▸ What the task requires
In the records below, begin at the line containing "Target: large green leaf" and end at the line containing "pale eyebrow stripe."; quote every line in that span exactly, including both boundary lines, and no others.

Saved data entries:
########################################

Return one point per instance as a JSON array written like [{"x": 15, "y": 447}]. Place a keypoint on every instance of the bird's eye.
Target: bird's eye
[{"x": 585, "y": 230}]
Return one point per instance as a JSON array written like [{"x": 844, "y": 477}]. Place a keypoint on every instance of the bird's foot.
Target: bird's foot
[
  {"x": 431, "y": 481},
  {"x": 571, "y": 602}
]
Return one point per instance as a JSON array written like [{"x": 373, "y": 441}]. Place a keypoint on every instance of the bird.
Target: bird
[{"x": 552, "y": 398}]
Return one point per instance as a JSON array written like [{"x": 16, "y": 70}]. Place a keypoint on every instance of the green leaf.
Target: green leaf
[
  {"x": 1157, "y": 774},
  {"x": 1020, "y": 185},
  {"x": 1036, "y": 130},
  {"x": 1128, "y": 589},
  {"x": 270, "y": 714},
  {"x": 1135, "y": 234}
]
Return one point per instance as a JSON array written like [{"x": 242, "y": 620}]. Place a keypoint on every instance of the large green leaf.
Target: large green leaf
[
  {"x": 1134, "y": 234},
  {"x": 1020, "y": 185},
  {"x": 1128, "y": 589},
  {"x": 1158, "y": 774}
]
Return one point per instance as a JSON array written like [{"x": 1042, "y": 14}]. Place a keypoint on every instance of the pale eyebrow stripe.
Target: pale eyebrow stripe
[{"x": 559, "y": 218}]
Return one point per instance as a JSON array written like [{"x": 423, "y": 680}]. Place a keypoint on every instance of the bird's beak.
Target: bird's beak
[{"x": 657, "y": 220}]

########################################

▸ Task result
Target: large green leaf
[
  {"x": 1134, "y": 234},
  {"x": 1020, "y": 185},
  {"x": 1128, "y": 589},
  {"x": 1158, "y": 774}
]
Return one point per instance as a JSON array written like [{"x": 1042, "y": 14}]. Place a keypoint on every instance of the pale eyebrow stripe.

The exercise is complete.